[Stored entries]
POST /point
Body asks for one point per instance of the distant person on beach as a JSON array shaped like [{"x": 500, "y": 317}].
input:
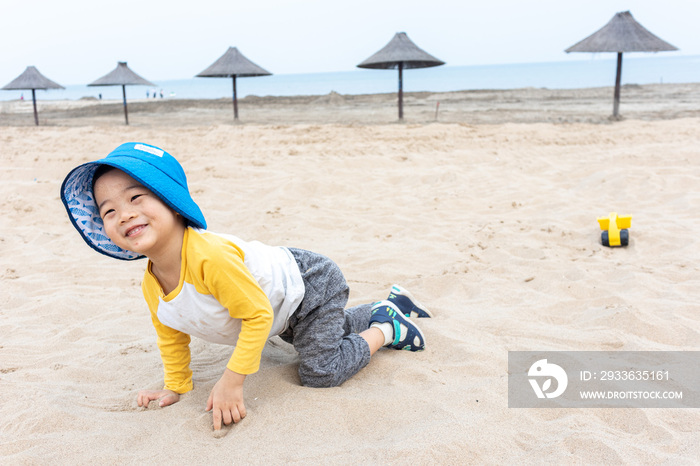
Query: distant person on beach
[{"x": 135, "y": 203}]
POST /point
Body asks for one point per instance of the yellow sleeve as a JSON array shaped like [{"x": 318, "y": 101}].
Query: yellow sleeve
[
  {"x": 232, "y": 284},
  {"x": 174, "y": 345}
]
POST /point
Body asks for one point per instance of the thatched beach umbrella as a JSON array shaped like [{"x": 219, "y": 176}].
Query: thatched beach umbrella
[
  {"x": 621, "y": 34},
  {"x": 32, "y": 79},
  {"x": 400, "y": 53},
  {"x": 122, "y": 76},
  {"x": 233, "y": 64}
]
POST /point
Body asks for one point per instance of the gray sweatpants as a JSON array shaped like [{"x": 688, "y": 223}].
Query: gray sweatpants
[{"x": 323, "y": 332}]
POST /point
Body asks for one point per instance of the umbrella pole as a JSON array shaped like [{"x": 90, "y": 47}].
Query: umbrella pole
[
  {"x": 126, "y": 113},
  {"x": 616, "y": 102},
  {"x": 235, "y": 100},
  {"x": 400, "y": 90},
  {"x": 36, "y": 116}
]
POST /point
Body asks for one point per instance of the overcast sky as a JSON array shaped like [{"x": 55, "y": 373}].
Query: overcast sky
[{"x": 78, "y": 41}]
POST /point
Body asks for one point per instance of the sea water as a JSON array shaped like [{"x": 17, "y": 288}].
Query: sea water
[{"x": 597, "y": 71}]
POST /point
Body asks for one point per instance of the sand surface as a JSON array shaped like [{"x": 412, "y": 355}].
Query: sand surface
[{"x": 488, "y": 216}]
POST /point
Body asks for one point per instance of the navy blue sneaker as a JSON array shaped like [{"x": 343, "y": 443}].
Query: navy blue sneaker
[
  {"x": 409, "y": 306},
  {"x": 407, "y": 335}
]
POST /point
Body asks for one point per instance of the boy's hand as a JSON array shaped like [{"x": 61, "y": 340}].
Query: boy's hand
[
  {"x": 166, "y": 397},
  {"x": 226, "y": 399}
]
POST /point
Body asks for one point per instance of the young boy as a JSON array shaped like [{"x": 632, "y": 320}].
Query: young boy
[{"x": 135, "y": 203}]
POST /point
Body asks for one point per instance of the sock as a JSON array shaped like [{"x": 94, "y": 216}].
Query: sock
[{"x": 387, "y": 329}]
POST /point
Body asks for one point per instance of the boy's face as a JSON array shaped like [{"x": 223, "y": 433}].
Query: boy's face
[{"x": 135, "y": 218}]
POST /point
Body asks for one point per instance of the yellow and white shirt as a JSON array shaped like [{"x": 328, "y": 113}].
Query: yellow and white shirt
[{"x": 230, "y": 292}]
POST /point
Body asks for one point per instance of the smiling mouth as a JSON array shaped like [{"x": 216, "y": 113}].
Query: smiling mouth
[{"x": 133, "y": 231}]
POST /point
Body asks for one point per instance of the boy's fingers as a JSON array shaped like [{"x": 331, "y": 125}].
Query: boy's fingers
[
  {"x": 217, "y": 419},
  {"x": 229, "y": 417}
]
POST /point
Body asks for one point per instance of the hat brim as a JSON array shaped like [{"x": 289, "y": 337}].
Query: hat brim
[{"x": 78, "y": 199}]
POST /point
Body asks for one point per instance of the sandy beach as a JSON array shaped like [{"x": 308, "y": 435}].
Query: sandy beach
[{"x": 487, "y": 214}]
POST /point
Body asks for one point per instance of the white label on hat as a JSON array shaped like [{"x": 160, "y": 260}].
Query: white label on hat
[{"x": 150, "y": 150}]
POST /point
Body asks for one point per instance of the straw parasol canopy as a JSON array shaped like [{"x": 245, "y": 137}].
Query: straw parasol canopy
[
  {"x": 122, "y": 76},
  {"x": 233, "y": 64},
  {"x": 400, "y": 53},
  {"x": 32, "y": 79},
  {"x": 622, "y": 34}
]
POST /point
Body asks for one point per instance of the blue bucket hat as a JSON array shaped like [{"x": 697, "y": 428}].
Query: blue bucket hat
[{"x": 152, "y": 167}]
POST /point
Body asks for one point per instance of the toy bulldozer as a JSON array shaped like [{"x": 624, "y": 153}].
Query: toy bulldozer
[{"x": 615, "y": 230}]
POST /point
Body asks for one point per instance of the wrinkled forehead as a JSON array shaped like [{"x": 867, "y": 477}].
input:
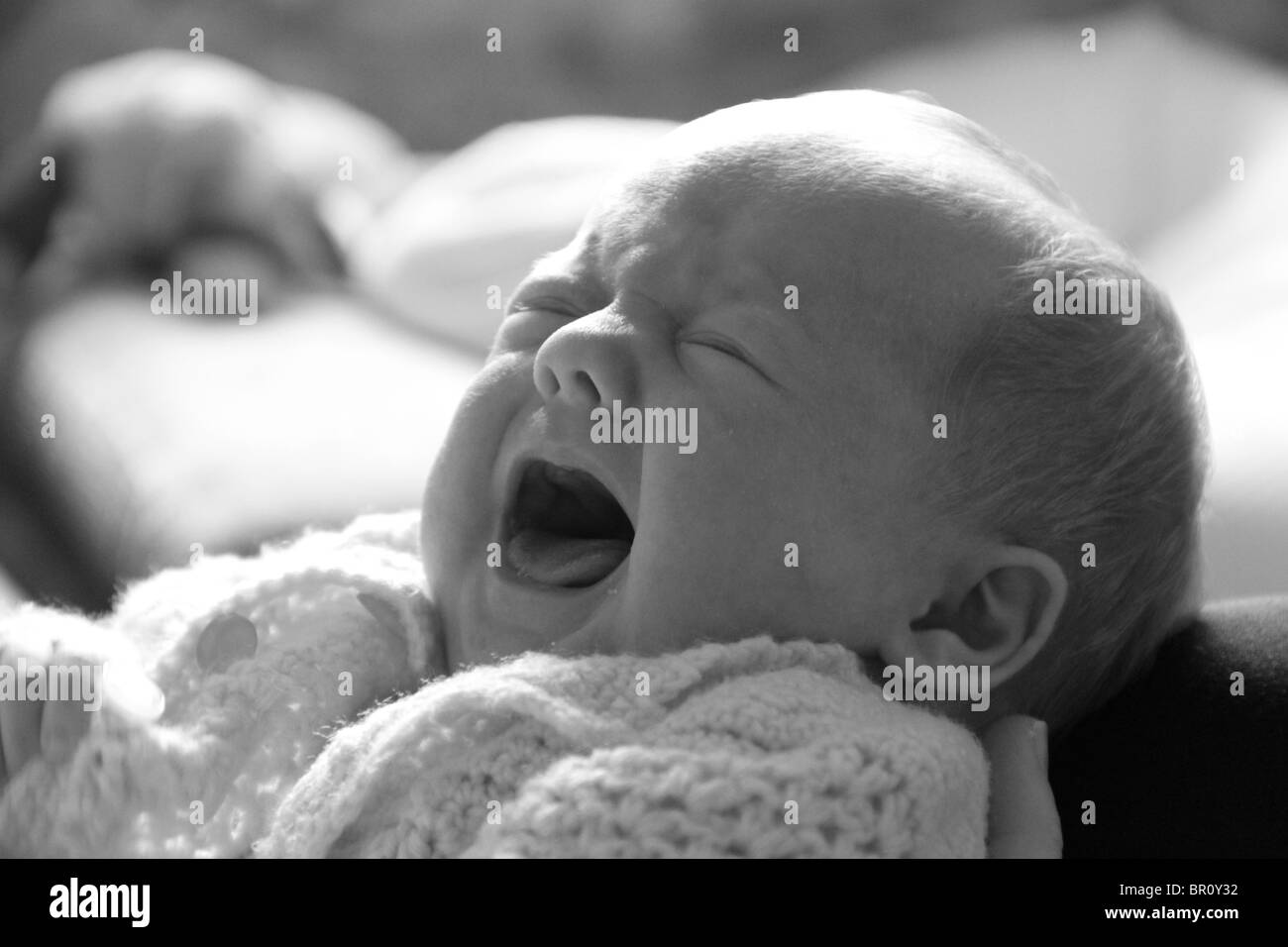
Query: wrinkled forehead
[{"x": 848, "y": 193}]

- _PROMPT_
Images stay out; the entries above are to be printed exactly.

- _ANSWER TO THE PROBLEM_
POST /point
Body asks for one point per instance of the distant person on beach as a JSON array shaped like [{"x": 500, "y": 317}].
input:
Query: distant person on beach
[{"x": 135, "y": 203}]
POST /point
Body asks for one point per instance of the yellow sleeve as a JSON array shaped like [{"x": 318, "y": 101}].
Query: yellow sleeve
[
  {"x": 232, "y": 284},
  {"x": 174, "y": 345}
]
POST /point
Body asks for one point per instance of the thatched beach umbrella as a JSON array shaped like [{"x": 219, "y": 176}].
Query: thatched beach umbrella
[
  {"x": 621, "y": 34},
  {"x": 32, "y": 79},
  {"x": 400, "y": 53},
  {"x": 122, "y": 76},
  {"x": 233, "y": 64}
]
POST /point
Body asks for one point per instance of the gray sweatpants as a JSON array shaped like [{"x": 688, "y": 223}].
Query: gray sweatpants
[{"x": 323, "y": 332}]
POST /point
Body asks for one point per instance of the umbrella pole as a JSON array shaped like [{"x": 90, "y": 47}].
Query: umbrella pole
[
  {"x": 126, "y": 113},
  {"x": 616, "y": 102},
  {"x": 235, "y": 100},
  {"x": 400, "y": 90},
  {"x": 36, "y": 116}
]
POST /point
Body asks for one point per instance of the overcast sky as a JSON array shaped like [{"x": 55, "y": 373}].
Query: overcast sky
[{"x": 78, "y": 41}]
POST /point
Body asks for one point per instance of the sea water as a JSON array shaped like [{"x": 17, "y": 288}].
Query: sea water
[{"x": 597, "y": 71}]
POST /point
Body asks for one point per instance of the sand surface as a JSON array shaped like [{"x": 412, "y": 355}].
Query: sand surface
[{"x": 488, "y": 216}]
POST /point
Body asks for one point per instance of the navy blue sneaker as a JSON array shaped like [{"x": 343, "y": 443}].
Query: navy blue sneaker
[
  {"x": 409, "y": 306},
  {"x": 407, "y": 335}
]
POST /point
Body asks for one point per instance of the boy's hand as a JSON array shaped like [{"x": 61, "y": 340}].
Query: boy's hand
[
  {"x": 166, "y": 397},
  {"x": 226, "y": 399}
]
POST /point
Body asks for one point per instance of the young boy as a JSON array shaped like [{"x": 632, "y": 320}].
Query: young boy
[{"x": 135, "y": 203}]
POST /point
Body asks for one point per instance of the sock as a JSON array shaped like [{"x": 94, "y": 216}].
Query: sock
[{"x": 387, "y": 329}]
POST /point
Body asks for one point per instance of the boy's face as a JSON array shaped like [{"x": 223, "y": 433}].
Query: boy's face
[{"x": 135, "y": 218}]
POST /point
Body asks for one point per instance of the yellow and white shirt as a JSON array shaped like [{"x": 328, "y": 113}].
Query: yellow and white shirt
[{"x": 230, "y": 292}]
POST /point
Body asks for one point per instance of the smiling mouth as a JSON array shaped like [{"x": 216, "y": 113}].
Query: smiling mouth
[{"x": 133, "y": 231}]
POST /point
Body asks for one point per instance of the boy's fingers as a JSON array shaped like [{"x": 331, "y": 125}].
Query: boy's fingers
[
  {"x": 217, "y": 419},
  {"x": 229, "y": 417}
]
POST /point
Body asks for one point per instance of the hat brim as a JSON array shaped like [{"x": 289, "y": 337}].
Query: hat brim
[{"x": 78, "y": 199}]
POST /point
Body asks for one point per instance of the sandy beach as a JSON array shaped like [{"x": 308, "y": 435}].
Query: sandy beach
[{"x": 487, "y": 214}]
POST /point
Body asks for one point per instance of the white label on hat as a JSON array shaped like [{"x": 160, "y": 260}].
Query: white label on hat
[{"x": 150, "y": 150}]
POST /point
Body asks for one point per instance of the straw parasol canopy as a JSON array shaped like [{"x": 245, "y": 137}].
Query: straw parasol canopy
[
  {"x": 122, "y": 76},
  {"x": 233, "y": 64},
  {"x": 400, "y": 53},
  {"x": 32, "y": 79},
  {"x": 622, "y": 34}
]
POST /point
Body asks for one point per instance of the blue bucket hat as a JSON array shaped like [{"x": 697, "y": 428}].
Query: blue bucket hat
[{"x": 152, "y": 167}]
POST /point
Body asks for one point per instance of the toy bulldozer as a JSON array shaped like [{"x": 624, "y": 153}].
Query: toy bulldozer
[{"x": 615, "y": 230}]
POST /point
Body asks for one point per instance of the wrinkled forehead as a JSON array shaped like [{"x": 867, "y": 477}].
input:
Query: wrinkled forehead
[{"x": 848, "y": 193}]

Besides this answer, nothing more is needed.